Task brief | Show every line of the records below that contains the string "black", copying each line in full. Case counts.

Material to process |
• • • • •

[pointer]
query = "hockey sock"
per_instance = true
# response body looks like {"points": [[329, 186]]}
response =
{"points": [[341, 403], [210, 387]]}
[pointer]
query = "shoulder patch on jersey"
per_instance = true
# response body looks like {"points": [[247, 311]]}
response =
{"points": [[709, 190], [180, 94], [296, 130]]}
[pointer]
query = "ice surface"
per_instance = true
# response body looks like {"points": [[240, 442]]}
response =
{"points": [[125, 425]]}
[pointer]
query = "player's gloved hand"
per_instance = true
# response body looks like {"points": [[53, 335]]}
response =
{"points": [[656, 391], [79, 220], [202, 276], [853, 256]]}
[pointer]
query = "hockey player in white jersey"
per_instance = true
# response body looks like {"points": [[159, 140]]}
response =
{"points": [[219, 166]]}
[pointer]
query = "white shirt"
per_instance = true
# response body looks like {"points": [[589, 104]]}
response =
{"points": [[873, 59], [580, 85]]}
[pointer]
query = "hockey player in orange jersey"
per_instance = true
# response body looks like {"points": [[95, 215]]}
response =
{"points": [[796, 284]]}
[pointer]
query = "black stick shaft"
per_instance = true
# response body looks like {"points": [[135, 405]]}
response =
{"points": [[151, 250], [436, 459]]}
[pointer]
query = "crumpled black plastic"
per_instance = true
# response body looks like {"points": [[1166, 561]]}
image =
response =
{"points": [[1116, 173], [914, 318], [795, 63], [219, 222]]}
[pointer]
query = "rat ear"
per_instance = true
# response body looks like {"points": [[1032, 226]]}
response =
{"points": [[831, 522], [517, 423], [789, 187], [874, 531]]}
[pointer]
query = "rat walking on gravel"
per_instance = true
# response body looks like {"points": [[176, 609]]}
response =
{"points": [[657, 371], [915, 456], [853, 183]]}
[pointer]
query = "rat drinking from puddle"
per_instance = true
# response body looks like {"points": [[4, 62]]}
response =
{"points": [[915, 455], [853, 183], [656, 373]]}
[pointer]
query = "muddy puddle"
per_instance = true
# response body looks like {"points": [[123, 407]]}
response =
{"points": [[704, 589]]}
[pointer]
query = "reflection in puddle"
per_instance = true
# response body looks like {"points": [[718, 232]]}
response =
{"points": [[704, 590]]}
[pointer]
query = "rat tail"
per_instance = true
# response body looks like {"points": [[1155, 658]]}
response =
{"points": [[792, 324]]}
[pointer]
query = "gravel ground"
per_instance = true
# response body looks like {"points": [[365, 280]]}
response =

• • • • •

Expected output |
query = "black stick shaft"
query = "crumpled black plastic"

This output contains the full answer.